Revue de presse

"Le blasphème, interdit suprême" (liberation.fr , 13 jan. 16)

15 janvier 2016

Jacques de Saint Victor, Blasphème. Brève histoire d’un « crime imaginaire », Gallimard, 126 pp., 14 €.

"L’historien du droit Jacques de Saint Victor retrace les origines de ce péché devenu crime avant d’être aboli par la Déclaration des droits de l’homme. Et de ressurgir au gré des intégrismes communautaires.

D’abord on lui brisa les os avec une barre de fer, puis le bourreau lui coupa la tête d’un coup sec, recouvrit le cadavre de paille et le fit brûler. Avait-il violé des enfants, trucidé des vieillards ? La pancarte qu’on avait fixée sur son dos, en l’emmenant au supplice, disait : « Impie, blasphémateur et sacrilège exécrable. » Il avait proféré des obscénités contre la religion, profané un crucifix et, lors de la Fête-Dieu, au passage du Saint-Sacrement, avait refusé de se découvrir. C’était le 1er juillet 1766, à Abbeville, dans la Somme. Le chevalier François-Jean Lefebvre de La Barre avait 20 ans.

Ce fut le bûcher de trop. La décapitation du jeune de La Barre horrifie toute l’Europe. Voltaire remue ciel et terre, mobilise le « parti des Encyclopédistes » et les philosophes des Lumières contre le « fanatisme » et « la barbarie de la justice du roi », Louis XV. La Convention réhabilitera la mémoire du chevalier par un décret du 25 brumaire de l’an II (15 novembre 1793). Mais son procès aura été « la cause directe de l’abolition pure et simple du délit de blasphème au début de la Révolution », à l’heure où les articles 10 et 11 de la Déclaration des droits de l’homme du 26 août 1789 posent le principe de la liberté d’expression. En France, le délit de blasphème ne réapparaîtra plus en tant que tel. Mais, chassé par la porte, il reviendra, déguisé, par la fenêtre : paradoxalement la Restauration, en voulant rétablir la liberté de la presse, lui redonne vie sous la forme d’« outrage à la morale publique et religieuse ».

• _TÂCHES_
**a)** Énumérez les actes que, selon l'article sur le blasphème, le chevalier de La Barre avait commis contre la religion.
**b)** Prolongez l'article sur le blasphème à partir de sa dernière phrase.

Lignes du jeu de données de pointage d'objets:
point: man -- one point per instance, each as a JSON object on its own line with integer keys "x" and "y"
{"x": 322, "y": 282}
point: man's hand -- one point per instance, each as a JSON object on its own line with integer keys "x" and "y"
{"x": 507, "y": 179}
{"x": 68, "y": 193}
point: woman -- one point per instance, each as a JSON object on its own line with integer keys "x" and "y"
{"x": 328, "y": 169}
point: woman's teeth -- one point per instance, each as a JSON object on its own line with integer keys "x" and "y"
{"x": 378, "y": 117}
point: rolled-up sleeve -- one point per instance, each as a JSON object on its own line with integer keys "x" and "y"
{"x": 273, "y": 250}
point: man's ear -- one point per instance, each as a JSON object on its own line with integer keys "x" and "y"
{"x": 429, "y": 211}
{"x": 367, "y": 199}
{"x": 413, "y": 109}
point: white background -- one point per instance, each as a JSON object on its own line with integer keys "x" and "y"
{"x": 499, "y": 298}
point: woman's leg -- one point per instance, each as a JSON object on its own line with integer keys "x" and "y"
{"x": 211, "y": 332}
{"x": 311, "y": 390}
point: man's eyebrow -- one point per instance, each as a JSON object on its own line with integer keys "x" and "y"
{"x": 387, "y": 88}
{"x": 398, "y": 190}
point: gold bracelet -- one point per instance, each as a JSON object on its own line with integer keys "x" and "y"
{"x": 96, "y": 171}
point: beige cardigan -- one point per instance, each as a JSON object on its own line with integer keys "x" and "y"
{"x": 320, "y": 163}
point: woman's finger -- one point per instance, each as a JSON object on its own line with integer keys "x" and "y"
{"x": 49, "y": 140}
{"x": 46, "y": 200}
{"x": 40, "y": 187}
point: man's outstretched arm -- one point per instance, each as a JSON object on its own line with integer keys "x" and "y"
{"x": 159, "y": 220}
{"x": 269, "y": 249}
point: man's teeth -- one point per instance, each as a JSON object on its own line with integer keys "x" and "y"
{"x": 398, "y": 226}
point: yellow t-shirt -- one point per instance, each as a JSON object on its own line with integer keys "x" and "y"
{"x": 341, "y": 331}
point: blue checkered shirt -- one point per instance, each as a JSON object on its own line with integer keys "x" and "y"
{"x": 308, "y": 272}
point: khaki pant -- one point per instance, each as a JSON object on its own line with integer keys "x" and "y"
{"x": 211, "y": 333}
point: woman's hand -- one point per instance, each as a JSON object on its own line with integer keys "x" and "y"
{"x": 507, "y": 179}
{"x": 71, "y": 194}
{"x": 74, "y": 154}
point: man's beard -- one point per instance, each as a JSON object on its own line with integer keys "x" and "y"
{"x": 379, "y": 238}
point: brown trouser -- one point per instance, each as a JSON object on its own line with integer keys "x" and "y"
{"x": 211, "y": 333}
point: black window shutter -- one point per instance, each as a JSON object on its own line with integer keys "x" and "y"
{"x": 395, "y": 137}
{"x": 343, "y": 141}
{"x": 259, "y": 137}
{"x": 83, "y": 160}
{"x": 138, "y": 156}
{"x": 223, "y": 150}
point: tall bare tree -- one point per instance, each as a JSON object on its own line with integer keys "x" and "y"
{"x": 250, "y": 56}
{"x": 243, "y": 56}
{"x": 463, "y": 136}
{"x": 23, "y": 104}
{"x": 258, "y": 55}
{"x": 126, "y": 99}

• _RÉPONSES_
**a)**
- Il avait proféré des obscénités contre la religion.
- Il avait profané un crucifix.
- Lors de la Fête-Dieu, au passage du Saint-Sacrement, il avait refusé de se découvrir.

**b)**
Poussière moyenâgeuse

Le blasphème a une longue histoire, faite de « reculs », quand avance la liberté de pensée, et d’« avancées », quand celle-ci recule ou est attaquée. Professeur à l’université Paris-XIII, historien du droit, Jacques de Saint Victor reconstitue ses principales scansions, en privilégiant l’approche politique et juridique, toujours éclairante. La notion de blasphème, il y a encore une trentaine d’années, semblait enfouie sous une poussière moyenâgeuse, avait « déserté nos habitudes de pensée » et été remplacée par celle, courante, de juron : « nom de Dieu ! », grossi en « bordel de Dieu ! » ou adouci en « pardi ! » et « parbleu ! ». Elle est revenue dans le débat public - pour ne donner que quelques repères connus - via les offensives de catholiques intégristes contre certains films ou affiches (Ave Maria, de Jacques Richard, Je vous salue Marie, de Jean-Luc Godard, la Dernière Tentation du Christ, de Martin Scorsese…), la fatwa lancée en février 1989 par l’ayatollah Khomeini contre les Versets sataniques de Salman Rushdie, jugé « blasphématoire envers l’islam », et les « caricatures de Mahomet » du quotidien danois Jyllands-Posten et de Charlie-Hebdo. Retour sanglant, qui renoue avec la préhistoire du blasphème - dont l’étymologie grecque (blasphemos) renvoie au fait de proférer une parole ou diffuser un bruit (pheme) que d’autres peuvent recevoir comme une blessure.

Grande variété de peines

La prohibition du blasphème est énoncée dans l’Ancien Testament : « Tu ne prononceras pas à tort le nom de YHWH ton Dieu, car YHWH ne laisse pas impuni celui qui prononce son nom » (Dt 5, 11 ; Ex 20, 7). La braver expose à la sanction suprême : « Qui blasphème le nom de Yahvé devra mourir, toute la communauté le lapidera. » Chez les Hébreux, il tient aux mots (« parler légèrement de Dieu ») mais aussi aux « actes que la divinité condamne, comme le refus de la circoncision, la profanation du sabbat, la trahison, etc. ». Dans la pensée grecque, il a avant tout le sens profane de médisance. En revanche, le christianisme fait siens les interdits bibliques. Pour les premiers Pères de l’Eglise, les blasphémateurs sont les chrétiens qui offensent leur propre Dieu, les païens qui ne reconnaissent pas le vrai Dieu et les juifs, qui, en crucifiant le Christ - lui-même accusé par le Sanhédrin de tenir des propos blasphématoires en se présentant comme le Fils de Dieu - « ont blasphémé Dieu » et, dit saint Jérôme, « se sont faits les serviteurs de l’impiété ».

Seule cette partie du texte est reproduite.